### TEXT EXCERPT
§ §

If you want to friend up send me a PM!! lol

Always connected......
The character that you play off-line transfers over to the online game.


----------



## Overread (May 20, 2012)

mishele said:


> The character that you play off-line transfers over to the online game.



HOLD EVERYTHING

are you saying D3 works offline? As in internet cable  torn out of the modem not a hope of a blip of connection? 
Because everything I've heard is that it runs the game server side - not computer side - so it can't run without the net at all?


----------



## Jaemie (May 20, 2012)

My girlfriend bought the collector's edition with all the extra goodies - book, 4GB flash demon horn drive with demon head base, soundtrack, making-of dvd, invitations, in-game extras, etc. I've been watching her play and it looks really nice. She's pretty stoked.


----------



## mishele (May 20, 2012)

Over......no you are always on-line. I meant that you can use the same character in multiplay and single player. I'm sorry, I described it wrong.


----------



## mwcfarms (May 20, 2012)

Im playing as well Mish. Lol have never played either of the other two but I played EQ1&2 for years on and off. Its pretty wicked so far.


----------



## mishele (May 20, 2012)

mwcfarms said:


> Im playing as well Mish. Lol have never played either of the other two but I played EQ1&2 for years on and off. Its pretty wicked so far.



lol That's too funny that you are playing!! You should PM me your e-mail addy and I'll add you as a friend.


----------



## Dominantly (May 20, 2012)

§ §

### GIVEN INFORMATION
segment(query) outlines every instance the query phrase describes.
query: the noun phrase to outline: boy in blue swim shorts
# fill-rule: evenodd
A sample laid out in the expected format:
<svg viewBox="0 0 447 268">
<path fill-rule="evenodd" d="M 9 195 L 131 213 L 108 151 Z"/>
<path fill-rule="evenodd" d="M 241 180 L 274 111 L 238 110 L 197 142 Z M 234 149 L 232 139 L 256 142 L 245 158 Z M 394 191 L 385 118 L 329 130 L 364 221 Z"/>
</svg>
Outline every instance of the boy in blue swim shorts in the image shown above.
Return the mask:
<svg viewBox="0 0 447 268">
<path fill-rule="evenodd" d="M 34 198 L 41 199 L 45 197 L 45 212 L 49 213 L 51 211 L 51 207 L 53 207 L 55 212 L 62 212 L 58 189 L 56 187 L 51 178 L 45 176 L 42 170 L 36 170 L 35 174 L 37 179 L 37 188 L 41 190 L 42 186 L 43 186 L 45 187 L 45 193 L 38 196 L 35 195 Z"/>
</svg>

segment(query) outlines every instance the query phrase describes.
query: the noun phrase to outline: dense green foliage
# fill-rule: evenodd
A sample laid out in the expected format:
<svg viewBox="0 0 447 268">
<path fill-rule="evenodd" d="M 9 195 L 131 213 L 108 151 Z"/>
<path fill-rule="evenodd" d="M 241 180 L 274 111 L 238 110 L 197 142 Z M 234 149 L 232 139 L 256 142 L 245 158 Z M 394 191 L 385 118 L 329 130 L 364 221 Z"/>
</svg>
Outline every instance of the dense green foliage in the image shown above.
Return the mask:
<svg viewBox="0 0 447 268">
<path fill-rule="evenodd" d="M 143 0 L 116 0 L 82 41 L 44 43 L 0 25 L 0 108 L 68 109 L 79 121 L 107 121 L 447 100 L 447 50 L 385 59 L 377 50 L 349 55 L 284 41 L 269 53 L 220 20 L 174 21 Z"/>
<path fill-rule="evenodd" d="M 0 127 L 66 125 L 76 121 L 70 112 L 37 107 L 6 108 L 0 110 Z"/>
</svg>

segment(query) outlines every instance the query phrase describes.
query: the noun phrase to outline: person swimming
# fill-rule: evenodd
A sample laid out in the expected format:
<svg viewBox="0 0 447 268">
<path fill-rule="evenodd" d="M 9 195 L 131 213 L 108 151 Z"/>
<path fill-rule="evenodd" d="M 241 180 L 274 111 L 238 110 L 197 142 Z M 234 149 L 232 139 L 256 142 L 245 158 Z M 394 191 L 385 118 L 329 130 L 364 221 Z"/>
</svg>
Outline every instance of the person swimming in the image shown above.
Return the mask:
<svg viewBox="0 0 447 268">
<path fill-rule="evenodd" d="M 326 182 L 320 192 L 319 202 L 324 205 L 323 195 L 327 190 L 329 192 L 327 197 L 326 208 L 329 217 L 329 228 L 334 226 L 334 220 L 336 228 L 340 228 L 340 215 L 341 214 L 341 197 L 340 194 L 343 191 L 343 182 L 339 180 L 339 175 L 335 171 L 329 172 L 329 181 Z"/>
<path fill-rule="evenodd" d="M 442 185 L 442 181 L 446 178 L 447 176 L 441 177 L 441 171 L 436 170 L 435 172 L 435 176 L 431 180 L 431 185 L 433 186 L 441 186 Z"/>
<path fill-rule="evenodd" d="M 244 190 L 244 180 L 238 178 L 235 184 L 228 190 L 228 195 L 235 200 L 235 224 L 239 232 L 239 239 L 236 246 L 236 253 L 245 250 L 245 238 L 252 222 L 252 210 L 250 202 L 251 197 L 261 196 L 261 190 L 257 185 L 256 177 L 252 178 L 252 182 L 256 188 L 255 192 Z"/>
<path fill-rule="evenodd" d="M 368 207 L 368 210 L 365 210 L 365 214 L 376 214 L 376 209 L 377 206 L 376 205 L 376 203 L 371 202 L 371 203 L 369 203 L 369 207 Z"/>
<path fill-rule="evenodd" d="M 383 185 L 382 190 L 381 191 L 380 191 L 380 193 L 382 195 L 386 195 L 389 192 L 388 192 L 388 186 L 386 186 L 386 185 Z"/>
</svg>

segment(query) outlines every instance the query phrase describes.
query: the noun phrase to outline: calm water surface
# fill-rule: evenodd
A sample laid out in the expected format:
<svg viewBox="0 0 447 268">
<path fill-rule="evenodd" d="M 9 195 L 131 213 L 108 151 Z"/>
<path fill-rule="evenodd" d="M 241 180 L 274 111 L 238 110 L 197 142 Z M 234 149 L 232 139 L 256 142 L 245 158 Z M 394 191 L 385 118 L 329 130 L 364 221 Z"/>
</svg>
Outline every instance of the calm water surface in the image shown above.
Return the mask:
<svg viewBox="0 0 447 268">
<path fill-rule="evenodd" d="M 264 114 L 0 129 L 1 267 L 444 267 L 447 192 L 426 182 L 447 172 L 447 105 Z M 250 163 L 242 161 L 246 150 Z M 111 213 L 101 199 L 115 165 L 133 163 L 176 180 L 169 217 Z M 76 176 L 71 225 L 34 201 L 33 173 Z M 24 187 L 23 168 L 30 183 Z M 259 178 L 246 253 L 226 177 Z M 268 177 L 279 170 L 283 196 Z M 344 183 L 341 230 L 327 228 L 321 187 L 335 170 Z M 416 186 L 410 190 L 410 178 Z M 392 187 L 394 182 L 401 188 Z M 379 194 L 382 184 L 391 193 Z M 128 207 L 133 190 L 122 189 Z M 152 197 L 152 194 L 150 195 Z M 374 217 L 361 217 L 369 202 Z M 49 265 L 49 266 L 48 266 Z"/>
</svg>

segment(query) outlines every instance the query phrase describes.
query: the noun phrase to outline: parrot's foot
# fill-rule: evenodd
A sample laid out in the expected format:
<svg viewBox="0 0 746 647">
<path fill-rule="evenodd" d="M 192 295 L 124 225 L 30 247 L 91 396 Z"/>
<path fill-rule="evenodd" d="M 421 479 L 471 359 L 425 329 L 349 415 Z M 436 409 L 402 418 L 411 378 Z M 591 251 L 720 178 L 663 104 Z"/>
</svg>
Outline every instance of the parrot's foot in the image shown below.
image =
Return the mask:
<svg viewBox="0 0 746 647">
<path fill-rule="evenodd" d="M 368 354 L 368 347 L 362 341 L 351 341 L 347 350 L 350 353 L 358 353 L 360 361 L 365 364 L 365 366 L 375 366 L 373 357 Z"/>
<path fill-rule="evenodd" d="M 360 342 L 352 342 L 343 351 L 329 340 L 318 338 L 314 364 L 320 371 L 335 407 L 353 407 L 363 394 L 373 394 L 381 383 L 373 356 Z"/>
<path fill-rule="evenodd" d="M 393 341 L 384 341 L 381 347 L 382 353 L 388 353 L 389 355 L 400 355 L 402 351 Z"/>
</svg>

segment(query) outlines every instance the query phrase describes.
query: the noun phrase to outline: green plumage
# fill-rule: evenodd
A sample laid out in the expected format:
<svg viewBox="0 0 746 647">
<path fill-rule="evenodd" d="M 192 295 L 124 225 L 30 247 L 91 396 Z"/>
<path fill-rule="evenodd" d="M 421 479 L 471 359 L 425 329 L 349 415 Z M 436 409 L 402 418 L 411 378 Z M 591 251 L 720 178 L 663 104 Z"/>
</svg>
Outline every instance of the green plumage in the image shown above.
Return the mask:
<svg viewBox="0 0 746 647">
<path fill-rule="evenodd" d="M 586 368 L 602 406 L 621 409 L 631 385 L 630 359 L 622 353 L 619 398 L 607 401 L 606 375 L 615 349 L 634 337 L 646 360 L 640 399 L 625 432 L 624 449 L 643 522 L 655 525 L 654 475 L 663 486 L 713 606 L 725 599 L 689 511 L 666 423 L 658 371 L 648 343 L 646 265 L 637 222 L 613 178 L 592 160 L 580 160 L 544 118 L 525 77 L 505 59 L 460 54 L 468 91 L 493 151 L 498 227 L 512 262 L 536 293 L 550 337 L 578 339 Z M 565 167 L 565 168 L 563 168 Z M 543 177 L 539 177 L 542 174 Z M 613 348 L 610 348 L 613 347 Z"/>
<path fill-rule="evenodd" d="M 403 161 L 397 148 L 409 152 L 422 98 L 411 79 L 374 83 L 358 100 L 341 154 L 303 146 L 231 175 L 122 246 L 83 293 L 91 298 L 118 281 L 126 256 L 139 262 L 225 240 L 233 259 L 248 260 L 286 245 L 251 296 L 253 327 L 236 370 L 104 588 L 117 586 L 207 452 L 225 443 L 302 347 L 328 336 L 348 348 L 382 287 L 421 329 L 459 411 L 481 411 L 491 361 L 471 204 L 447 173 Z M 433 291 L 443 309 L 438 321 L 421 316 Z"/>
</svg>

§ §

### GIVEN TASK 1
In the forum thread, copy everything from "HOLD EVERYTHING" down to "Jaemie (May 20, 2012)", swapping "modem" for "router".
### GIVEN TASK 2
Carry on the forum thread from the point where it stops.
The records play no part in any of this work.

### WRITTEN RESPONSE 1
HOLD EVERYTHING

are you saying D3 works offline? As in internet cable  torn out of the router not a hope of a blip of connection? 
Because everything I've heard is that it runs the game server side - not computer side - so it can't run without the net at all?


----------



## Jaemie (May 20, 2012)

### WRITTEN RESPONSE 2
I play Plants vs Zombies, I'm on like level 6 or something. :meh:


----------



## Ritzy (May 20, 2012)

I'm also playing ... just beat normal mode and now on to nightmare mode ...


----------



## waday (Jul 5, 2016)

Figured I'd start this back up rather than create a fifth "Gamer" thread...

Just got back from vacation where my brother (and young nephews) were playing with a Nintendo 3DS. I had no idea that they (re)made Zelda: Ocarina of Time and Mario 64 and others for the 3DS.

So, I promptly took all my bill-paying money and bought a used 3DS XL, aforementioned Zelda and Mario games, as well as Pokemon X.

I haven't had a handheld gaming device (aside from phones/iPad/laptop) since either Nintendo's Game Boy Pocket or Sega's Game Gear (I can't remember). I fear I have started something bad... 

Regarding Pokemon, I haven't played it since the "Red" and "Blue" games were out in the mid 1990's. I can't wait to get back and try to level up my Fennekin. It's about the same as I remember, so I'm pretty happy.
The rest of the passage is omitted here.